## BEGIN Data to process

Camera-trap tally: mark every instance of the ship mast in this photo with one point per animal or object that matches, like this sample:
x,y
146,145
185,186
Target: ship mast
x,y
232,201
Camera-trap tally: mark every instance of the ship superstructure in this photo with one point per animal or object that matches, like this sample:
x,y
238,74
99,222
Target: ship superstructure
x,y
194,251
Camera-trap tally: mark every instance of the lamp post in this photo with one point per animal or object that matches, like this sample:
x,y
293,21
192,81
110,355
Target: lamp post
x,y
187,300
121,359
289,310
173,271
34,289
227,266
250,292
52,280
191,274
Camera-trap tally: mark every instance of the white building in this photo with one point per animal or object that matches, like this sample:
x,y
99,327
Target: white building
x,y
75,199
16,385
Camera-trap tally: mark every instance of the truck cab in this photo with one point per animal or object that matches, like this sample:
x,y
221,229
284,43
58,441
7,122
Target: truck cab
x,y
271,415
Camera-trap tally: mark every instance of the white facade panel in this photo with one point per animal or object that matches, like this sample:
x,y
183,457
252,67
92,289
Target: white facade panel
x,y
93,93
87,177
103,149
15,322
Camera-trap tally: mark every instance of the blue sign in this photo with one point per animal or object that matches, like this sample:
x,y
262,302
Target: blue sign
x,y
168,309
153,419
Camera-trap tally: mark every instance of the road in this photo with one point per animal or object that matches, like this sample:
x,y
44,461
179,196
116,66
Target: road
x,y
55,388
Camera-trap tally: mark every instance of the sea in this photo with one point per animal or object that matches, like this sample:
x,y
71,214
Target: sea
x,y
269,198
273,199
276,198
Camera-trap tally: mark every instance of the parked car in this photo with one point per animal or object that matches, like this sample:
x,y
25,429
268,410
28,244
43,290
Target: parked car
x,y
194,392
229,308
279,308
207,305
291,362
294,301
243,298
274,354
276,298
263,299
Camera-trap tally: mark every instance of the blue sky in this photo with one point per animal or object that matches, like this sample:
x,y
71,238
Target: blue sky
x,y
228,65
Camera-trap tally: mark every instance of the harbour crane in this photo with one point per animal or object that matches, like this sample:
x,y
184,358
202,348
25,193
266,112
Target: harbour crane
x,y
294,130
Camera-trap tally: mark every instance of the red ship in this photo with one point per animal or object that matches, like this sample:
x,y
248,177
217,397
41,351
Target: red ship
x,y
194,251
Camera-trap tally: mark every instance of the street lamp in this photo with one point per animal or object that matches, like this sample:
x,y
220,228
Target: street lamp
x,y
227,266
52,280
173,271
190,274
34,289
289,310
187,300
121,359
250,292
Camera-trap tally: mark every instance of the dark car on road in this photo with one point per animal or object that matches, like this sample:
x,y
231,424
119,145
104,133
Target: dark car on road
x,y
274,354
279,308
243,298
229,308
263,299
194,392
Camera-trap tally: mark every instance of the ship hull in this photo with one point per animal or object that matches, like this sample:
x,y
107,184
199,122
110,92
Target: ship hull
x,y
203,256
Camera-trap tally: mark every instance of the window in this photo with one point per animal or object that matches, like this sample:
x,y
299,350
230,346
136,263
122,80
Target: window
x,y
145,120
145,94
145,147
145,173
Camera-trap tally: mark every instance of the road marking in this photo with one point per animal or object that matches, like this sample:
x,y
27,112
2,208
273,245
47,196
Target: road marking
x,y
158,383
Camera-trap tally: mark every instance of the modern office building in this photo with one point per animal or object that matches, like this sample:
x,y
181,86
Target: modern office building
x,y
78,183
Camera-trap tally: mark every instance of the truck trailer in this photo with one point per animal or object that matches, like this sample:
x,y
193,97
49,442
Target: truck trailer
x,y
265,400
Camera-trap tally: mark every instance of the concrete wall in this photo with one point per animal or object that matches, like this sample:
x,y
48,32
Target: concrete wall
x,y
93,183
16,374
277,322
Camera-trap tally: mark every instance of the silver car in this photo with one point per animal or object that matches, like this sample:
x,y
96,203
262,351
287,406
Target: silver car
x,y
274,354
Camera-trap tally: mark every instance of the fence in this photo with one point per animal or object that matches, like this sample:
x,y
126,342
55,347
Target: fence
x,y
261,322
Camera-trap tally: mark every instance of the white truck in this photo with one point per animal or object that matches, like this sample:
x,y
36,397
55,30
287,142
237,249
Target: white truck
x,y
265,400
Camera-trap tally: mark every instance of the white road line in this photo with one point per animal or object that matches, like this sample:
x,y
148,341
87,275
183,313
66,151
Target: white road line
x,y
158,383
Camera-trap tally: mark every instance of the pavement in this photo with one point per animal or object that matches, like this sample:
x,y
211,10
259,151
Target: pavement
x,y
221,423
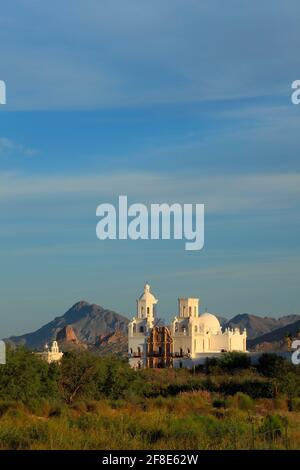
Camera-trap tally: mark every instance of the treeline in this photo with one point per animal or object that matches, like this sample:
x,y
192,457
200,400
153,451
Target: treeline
x,y
84,376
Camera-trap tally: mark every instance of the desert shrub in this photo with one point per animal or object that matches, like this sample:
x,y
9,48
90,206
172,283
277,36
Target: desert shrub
x,y
242,401
8,405
25,377
13,438
228,362
255,388
271,365
294,404
272,427
219,403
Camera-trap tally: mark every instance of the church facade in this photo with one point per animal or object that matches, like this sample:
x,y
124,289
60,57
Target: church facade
x,y
186,342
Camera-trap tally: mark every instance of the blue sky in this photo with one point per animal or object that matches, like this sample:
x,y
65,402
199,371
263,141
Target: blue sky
x,y
178,101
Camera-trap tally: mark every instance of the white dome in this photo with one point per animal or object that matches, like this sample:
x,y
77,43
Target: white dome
x,y
147,295
209,321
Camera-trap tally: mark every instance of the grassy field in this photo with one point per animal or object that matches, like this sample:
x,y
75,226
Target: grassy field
x,y
191,420
102,404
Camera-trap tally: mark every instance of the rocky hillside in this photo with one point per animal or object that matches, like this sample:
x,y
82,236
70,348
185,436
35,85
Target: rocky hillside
x,y
275,340
258,326
88,322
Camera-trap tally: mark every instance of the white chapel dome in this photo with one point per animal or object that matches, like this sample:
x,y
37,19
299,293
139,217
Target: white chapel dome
x,y
210,321
147,295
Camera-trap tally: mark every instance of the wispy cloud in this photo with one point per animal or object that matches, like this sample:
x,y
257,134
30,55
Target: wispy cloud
x,y
220,193
10,146
107,54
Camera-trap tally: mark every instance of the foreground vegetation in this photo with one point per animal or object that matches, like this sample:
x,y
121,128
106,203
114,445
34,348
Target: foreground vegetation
x,y
89,402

## END Data to process

* Written exercise *
Copy out every line of the data above word for word, omitting the pictures.

* Output below *
Camera-trap tally: mark every instance of the ship mast in this photo with one point per animal or object that matches, like this sample:
x,y
146,145
185,186
Target: ship mast
x,y
232,201
Camera-trap tally: mark every instance of the ship superstructure in this photo with one point per animal or object that matches, like this sample:
x,y
238,74
99,222
Target: ship superstructure
x,y
194,251
Camera-trap tally: mark every instance of the lamp post in this photo with one point per animal or object that matches, like this sample:
x,y
293,21
192,81
110,355
Target: lamp post
x,y
187,300
121,359
289,310
173,271
34,289
227,266
250,292
52,280
191,274
Camera-trap tally: mark every instance of the white building in this photo with one point per animal or object that matches, like this sample:
x,y
99,327
Target: white building
x,y
75,199
16,385
Camera-trap tally: mark every instance of the truck cab in this photo with one point per animal or object that matches, like this sample:
x,y
221,229
284,43
58,441
7,122
Target: truck cab
x,y
271,415
Camera-trap tally: mark every instance of the white facade panel in this photo with one point per animal or object that matches, like this sample:
x,y
183,457
252,67
92,289
Target: white facade panel
x,y
93,93
87,177
103,149
15,322
Camera-trap tally: mark every instance of the blue sign in this photo with one point per animal or object that matches, like this sample:
x,y
262,302
Target: blue sign
x,y
168,309
153,419
Camera-trap tally: mark every instance of the road in this photo with one point per animal or object that matches, like this sample:
x,y
44,461
179,196
116,66
Target: road
x,y
55,388
Camera-trap tally: mark every instance of the sea in this photo with one point per animal or object that matches, like this sample:
x,y
71,214
Target: sea
x,y
269,198
273,199
276,198
Camera-trap tally: mark every instance of the parked car in this photo with one point per animal or object that matches, like this sample:
x,y
25,429
268,410
28,244
43,290
Target: parked car
x,y
194,392
229,308
279,308
207,305
291,362
294,301
243,298
274,354
276,298
263,299
Camera-trap tally: mark every instance of the blue sky in this photo with one point per animal or object that matches, like this sample:
x,y
71,238
Target: blue sky
x,y
228,65
Camera-trap tally: mark every instance of the harbour crane in this photo with one point per animal or object that matches, like this sample:
x,y
184,358
202,348
25,193
266,112
Target: harbour crane
x,y
294,130
Camera-trap tally: mark every instance of the red ship in this photo with one point per animal or object that matches, like this sample:
x,y
248,177
217,397
41,351
Target: red ship
x,y
194,251
Camera-trap tally: mark every instance of the street lamp in this photo with one point per animal or object that matches, like this sample:
x,y
220,228
Target: street lamp
x,y
227,266
52,280
173,271
190,274
34,289
289,310
187,300
121,359
250,292
Camera-trap tally: mark every instance of the dark car on road in this photo with one point per animal or object that matches, like this sample:
x,y
231,424
119,145
104,133
Target: dark car on road
x,y
274,354
279,308
243,298
229,308
263,299
194,392
Camera-trap tally: mark every instance of the ship hull in this photo with one point per animal or object that matches, like this sample:
x,y
107,184
199,122
110,92
Target: ship hull
x,y
203,256
Camera-trap tally: mark every instance of the window in this photo with one point per animal or object that matches, like this sample:
x,y
299,350
230,346
136,263
122,80
Target: window
x,y
145,120
145,94
145,147
145,173
Camera-trap tally: mark every instance of the road marking in this photo with one point per animal or object that matches, like this sample:
x,y
27,112
2,208
273,245
47,196
Target: road marking
x,y
158,383
Camera-trap tally: mark every instance of the modern office building in this photo with one point per animal or object that matches, like this sample:
x,y
181,86
Target: modern office building
x,y
78,183
Camera-trap tally: mark every instance of the truck trailer in this photo with one point per animal or object that matches, like this sample:
x,y
193,97
49,442
Target: truck trailer
x,y
265,400
Camera-trap tally: mark every instance of the concrete wall in this photo with one point per animal or object that matches, like this sample:
x,y
48,32
Target: concrete wall
x,y
93,183
16,374
277,322
Camera-trap tally: mark every instance of the silver car in this photo with one point per animal or object that matches, like this sample:
x,y
96,203
262,351
287,406
Target: silver car
x,y
274,354
Camera-trap tally: mark every instance of the fence in this photo with one point per animal or object that matches, like this sample:
x,y
126,342
55,347
Target: fence
x,y
261,322
Camera-trap tally: mark every instance of the white truck in this photo with one point per animal or object that matches, like this sample:
x,y
36,397
55,30
287,142
237,249
Target: white truck
x,y
265,400
Camera-trap tally: mark every instance of the white road line in this photo with one point per animal or object that matches, like this sample:
x,y
148,341
87,275
183,313
66,151
Target: white road line
x,y
158,383
Camera-trap tally: mark every instance of the pavement in this photo with one point per animal or object that matches, like this sample:
x,y
211,10
259,151
Target: pavement
x,y
221,423
Camera-trap tally: mark every instance of the treeline in this photo with one point per animal or object that matches, like this sample:
x,y
192,457
200,400
153,451
Target: treeline
x,y
84,376
Camera-trap tally: mark every instance of the desert shrub in this photo with one point per animal or object that matches, like this sample:
x,y
9,48
90,206
172,283
277,36
Target: desert shrub
x,y
242,401
8,405
25,377
13,438
228,362
255,388
271,365
294,404
272,427
219,403
Camera-trap tally: mark every instance of the church facade in this photo with one point per animal or object that matches, like this sample:
x,y
124,289
60,57
Target: church facade
x,y
186,342
Camera-trap tally: mark every instance of the blue sky in this photo with one point per animal or object that matches, like this sample:
x,y
65,402
199,371
263,141
Target: blue sky
x,y
178,101
Camera-trap tally: mark every instance of the white dome in this photo with one point per animal or object that matches, like this sample:
x,y
77,43
Target: white dome
x,y
147,295
209,321
Camera-trap tally: mark every instance of the grassy field in this photo with one point per animal or object that matches, like this sample:
x,y
75,226
Target: grassy field
x,y
191,420
102,404
Camera-trap tally: mark every instance of the rocky hillside in this photo with one point per animal or object that matches, like this sample:
x,y
82,236
70,348
185,436
35,85
Target: rocky hillside
x,y
275,340
258,326
88,322
Camera-trap tally: mark every instance of the white chapel dome in this photo with one point per animal or object that matches, like this sample:
x,y
37,19
299,293
139,217
Target: white chapel dome
x,y
210,321
147,295
Camera-trap tally: mark every instance of the wispy cloud in this photo with one point per animal or object that matches, like this sample:
x,y
257,134
30,55
Target: wispy cloud
x,y
220,193
10,146
107,54
Camera-trap tally: mark every instance of the foreground vegetation in this photo with one point per animal or object that matches, like this sample:
x,y
121,128
106,203
114,445
34,348
Target: foreground vegetation
x,y
89,402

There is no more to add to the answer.